Entries drawn from a collection
===============
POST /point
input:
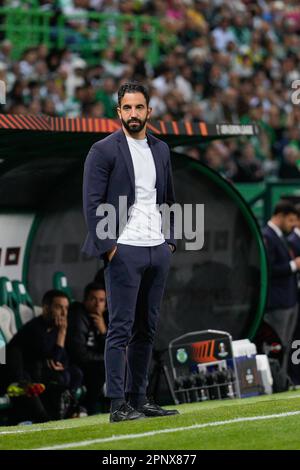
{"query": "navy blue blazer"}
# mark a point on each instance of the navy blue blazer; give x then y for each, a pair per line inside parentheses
(282, 280)
(109, 174)
(294, 242)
===============
**Task instructions:** Repeat each of the items above word for word, omitting the pictures.

**The solution:**
POST /point
input:
{"query": "navy blue blazer"}
# mark a point on each instance of the navy blue blazer; give x then y for each, a pair per line inside parentheses
(282, 280)
(109, 174)
(294, 242)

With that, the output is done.